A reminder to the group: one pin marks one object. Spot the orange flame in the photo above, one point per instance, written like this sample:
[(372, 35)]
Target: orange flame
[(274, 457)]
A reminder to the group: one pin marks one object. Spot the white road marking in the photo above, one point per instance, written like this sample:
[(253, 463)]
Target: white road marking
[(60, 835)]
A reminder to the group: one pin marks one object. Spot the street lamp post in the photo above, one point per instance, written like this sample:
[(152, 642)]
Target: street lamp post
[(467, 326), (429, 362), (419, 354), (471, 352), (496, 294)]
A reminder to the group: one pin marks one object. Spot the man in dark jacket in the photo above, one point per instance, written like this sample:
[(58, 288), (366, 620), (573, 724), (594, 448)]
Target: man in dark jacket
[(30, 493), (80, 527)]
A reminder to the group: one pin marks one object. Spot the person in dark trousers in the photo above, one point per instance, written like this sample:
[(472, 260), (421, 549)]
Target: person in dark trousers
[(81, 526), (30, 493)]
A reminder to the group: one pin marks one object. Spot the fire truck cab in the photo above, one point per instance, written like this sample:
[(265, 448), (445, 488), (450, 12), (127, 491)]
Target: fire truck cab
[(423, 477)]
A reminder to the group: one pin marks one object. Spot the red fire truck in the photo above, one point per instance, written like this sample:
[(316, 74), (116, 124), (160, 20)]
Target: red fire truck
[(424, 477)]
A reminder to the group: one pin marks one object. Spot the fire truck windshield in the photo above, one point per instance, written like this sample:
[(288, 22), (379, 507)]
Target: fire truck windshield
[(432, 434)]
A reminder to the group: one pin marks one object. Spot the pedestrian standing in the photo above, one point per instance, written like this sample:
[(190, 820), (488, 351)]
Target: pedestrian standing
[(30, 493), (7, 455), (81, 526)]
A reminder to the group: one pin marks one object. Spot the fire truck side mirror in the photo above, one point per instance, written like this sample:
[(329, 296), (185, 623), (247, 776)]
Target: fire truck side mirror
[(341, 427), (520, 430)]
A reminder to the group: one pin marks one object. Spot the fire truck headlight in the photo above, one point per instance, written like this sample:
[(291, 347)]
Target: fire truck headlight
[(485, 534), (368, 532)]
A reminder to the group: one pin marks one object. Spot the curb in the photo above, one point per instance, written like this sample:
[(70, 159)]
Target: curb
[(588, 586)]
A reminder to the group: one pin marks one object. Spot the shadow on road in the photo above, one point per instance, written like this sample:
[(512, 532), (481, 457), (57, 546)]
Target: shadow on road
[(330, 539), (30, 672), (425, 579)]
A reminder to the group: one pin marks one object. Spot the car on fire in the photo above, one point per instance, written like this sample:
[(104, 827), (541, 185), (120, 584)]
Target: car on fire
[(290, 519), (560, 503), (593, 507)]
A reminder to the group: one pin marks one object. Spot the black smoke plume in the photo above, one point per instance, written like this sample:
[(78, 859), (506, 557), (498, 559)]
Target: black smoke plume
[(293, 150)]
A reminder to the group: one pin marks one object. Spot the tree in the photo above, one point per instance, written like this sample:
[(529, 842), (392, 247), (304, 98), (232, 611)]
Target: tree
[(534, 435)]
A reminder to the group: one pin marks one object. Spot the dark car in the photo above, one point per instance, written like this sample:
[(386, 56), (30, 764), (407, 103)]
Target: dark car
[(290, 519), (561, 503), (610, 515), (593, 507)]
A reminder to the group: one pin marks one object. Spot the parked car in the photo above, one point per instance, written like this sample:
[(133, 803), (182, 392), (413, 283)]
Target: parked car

========

Set task | Rewrite the rows above, replacing "one pin marks one object" with "each pin marks a single object" each time it occurs and leaving every other word and character unchanged.

Reply |
A reminder to the group: each pin marks a single object. Spot the orange flame in the photo above, one point per instance, written like this sample:
[(372, 35)]
Target: orange flame
[(274, 457)]
A reminder to the group: each pin marks a single object. Spot the white road marking in the photo above, one point per instance, written like this sample:
[(253, 463)]
Target: white road marking
[(60, 835)]
A reminder to the group: each pin marks a single object. Spot the street lamp post in the photo above, one point per instance, written like this sample:
[(152, 642)]
Target: street lamp post
[(467, 326), (429, 362), (419, 354), (471, 352), (496, 294)]
A reminder to the group: each pin marks a single object. Spot the man in dark jacket in the photo above, one point per instance, written like this sample:
[(58, 288), (366, 620), (573, 724), (594, 448)]
Target: man in dark jacket
[(30, 493), (80, 527)]
A reminder to the group: each pin marks a single object. Spot the person in dark trousers in the photo above, one point per instance, written like this sample:
[(472, 260), (421, 549)]
Target: person in dark trousers
[(81, 526), (30, 493)]
A reminder to the group: each pin marks a single object. Spot the fire truck cab in the photo above, one point per instance, written like this sample:
[(265, 448), (445, 488), (450, 12), (127, 491)]
Target: fire truck cab
[(423, 477)]
A reminder to the group: each pin marks a single object. Spot the red fire truck in the photo above, one point per instance, written like this sample:
[(316, 74), (116, 124), (160, 20)]
Target: red fire truck
[(424, 477)]
A reminder to the group: each pin marks a single object. Spot the fire truck windshield in the photo above, one point per instance, written like this sample:
[(288, 22), (379, 507)]
Target: fire truck windshield
[(432, 434)]
A reminder to the group: each pin marks a single object. Spot the pedestrian standing in the photo above, one point per instance, written like this sample:
[(190, 820), (488, 351)]
Target: pedestrian standing
[(30, 493), (7, 455), (81, 526)]
A reminder to the group: each pin marks a single object. Spot the fire truck side mirror in the photo above, one point per instance, written like this sample:
[(329, 296), (185, 623), (247, 776)]
Target: fire truck side mirror
[(341, 427), (520, 430)]
A reminder to the group: each pin marks a single object. Spot the fire truck headlight in the photo above, one point per instance, written like this sample:
[(291, 347)]
Target: fire truck headlight
[(485, 534), (368, 532)]
A reminder to the group: each pin marks a single object. Spot the curb in the photo above, one point per instance, written like this sample:
[(70, 159)]
Target: curb
[(588, 586)]
A reminder to the group: each pin marks a single object. Spot the shadow on road in the photo above, one point per instance, written like this sample:
[(512, 532), (481, 457), (57, 546)]
Target: shadow on road
[(330, 539), (30, 672), (425, 579)]
A reminder to the group: each pin marks a single object. Spot the car on fire in the photo above, one point per instance, written like this sample:
[(104, 827), (541, 185), (120, 584)]
Target: car on fire
[(290, 519), (560, 503), (593, 507)]
A reminder to the group: each pin marks a single object. Spot the black smoke plume in the photo above, one point per instance, written like this sample:
[(78, 859), (506, 557), (498, 559)]
Target: black smoke plume
[(293, 150)]
A reminder to the group: each pin marks a single object. Spot the tree in the photo above, one point per instance, written like this sample:
[(529, 842), (392, 247), (304, 98), (232, 611)]
Target: tree
[(534, 435)]
A reminder to the group: each pin marks a single object. Spot the dark car in the photo above, one point per instance, written like this sample:
[(386, 56), (30, 764), (407, 103)]
Target: dark car
[(290, 519), (561, 503), (610, 515), (593, 507)]
A reminder to the group: each pin marks a single object. Spot the parked car in the photo above, one point per instance, written like this sample:
[(133, 803), (182, 392), (413, 283)]
Target: parked car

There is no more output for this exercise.